# Actions to take
1. List every four-digit year that appears in the passage about Charlotte's history.
2. In the records, reproduce verbatim the lines starting with the line containing "Run detection for glass" and going on through the end of the records.

# Given passage
========================================

All About Charlotte NC

Early settler, Thomas Polk, uncle to future President James Polk, built a home at the crossroads of two Indian trading paths in 1755. Soon the village of Charlotte Town was born. Although named for Queen Charlotte of Mecklenberg, the wife of George III, Charlotte Town’s loyalty to the crown was short lived. By May 1775, the founders of Charlotte had fired the city’s crown officials when they drafted and affirmed the Mecklenberg Declaration of Independence. During the Revolutionary War, the city served as an encampment for both the American and British armies. Charlotte was the site of many skirmishes between local residents and the occupying British Army. It was during these many skirmishes, that a frustrated British general nicknamed the feisty Charlotteans and their city, “Hornets’ Nest”.

One early spring day in 1799, twelve year old Conrad Reed decided to go fishing. He may not have brought home many fish, but did return home with a seventeen pound rock. Three years later, a jeweler pointed out that the family’s door stopper was, in fact, a seventeen pound chunk of gold! This was the first verified finding of gold in the U.S. and marked the start of America’s first gold rush. In fact, Uptown Charlotte is literally built on the gunnies of the St. Catherine and Rudsill gold mines. The California gold rush in 1848 may have brought an end to Charlotte’s run as a major gold producing center, but the resourceful Charlotteans had already turned their energies to another cash producing commodity. Through the mid to late nineteenth century, cotton would play a major role in the city’s economic development and continued prosperity.

========================================

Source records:
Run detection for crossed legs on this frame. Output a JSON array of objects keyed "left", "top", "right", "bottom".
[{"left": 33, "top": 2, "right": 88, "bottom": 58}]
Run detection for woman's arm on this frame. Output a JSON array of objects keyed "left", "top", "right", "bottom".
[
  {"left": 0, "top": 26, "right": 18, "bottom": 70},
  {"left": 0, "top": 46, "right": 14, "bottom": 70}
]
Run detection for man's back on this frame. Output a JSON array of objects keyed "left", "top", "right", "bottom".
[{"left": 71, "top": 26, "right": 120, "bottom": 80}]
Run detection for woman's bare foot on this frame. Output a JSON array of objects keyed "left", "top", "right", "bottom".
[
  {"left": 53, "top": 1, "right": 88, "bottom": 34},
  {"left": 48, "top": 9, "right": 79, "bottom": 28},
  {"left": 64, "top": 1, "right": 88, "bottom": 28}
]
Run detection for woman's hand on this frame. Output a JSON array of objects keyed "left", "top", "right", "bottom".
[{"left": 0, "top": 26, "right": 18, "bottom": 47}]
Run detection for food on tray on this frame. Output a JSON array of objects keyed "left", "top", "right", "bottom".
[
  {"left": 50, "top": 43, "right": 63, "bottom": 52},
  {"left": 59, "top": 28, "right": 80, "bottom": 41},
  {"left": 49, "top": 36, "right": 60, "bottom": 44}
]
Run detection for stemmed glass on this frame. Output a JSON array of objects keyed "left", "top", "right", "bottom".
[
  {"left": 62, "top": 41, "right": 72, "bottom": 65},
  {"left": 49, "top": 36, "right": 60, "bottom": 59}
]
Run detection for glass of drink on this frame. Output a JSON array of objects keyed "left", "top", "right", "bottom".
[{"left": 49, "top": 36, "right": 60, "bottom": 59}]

========================================

# Answers provided
1. 1755, 1775, 1799, 1848

2.
Run detection for glass of drink on this frame. Output a JSON array of objects keyed "left", "top", "right", "bottom".
[{"left": 49, "top": 36, "right": 60, "bottom": 59}]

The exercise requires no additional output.